• _WHAT THE TASK REQUIRES_
Please return every item below unchanged, line for line.

Excerpts from a dataset on object pointing:
────────────────────

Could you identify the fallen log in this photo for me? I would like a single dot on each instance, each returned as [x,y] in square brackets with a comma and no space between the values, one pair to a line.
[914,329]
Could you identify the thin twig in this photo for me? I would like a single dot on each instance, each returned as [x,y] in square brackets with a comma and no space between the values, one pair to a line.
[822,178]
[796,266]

────────────────────

• _RESPONSE_
Could you identify the fallen log in this photo for me? I would like a single dot on each instance, each returned as [x,y] in square brackets with a comma and no space between the values, one pair to a line.
[914,329]
Could you identify the thin twig in this photo for me? I would like a single dot on each instance, each returned as [x,y] in square brackets with a comma and no space between the values, one pair to a line.
[822,178]
[796,266]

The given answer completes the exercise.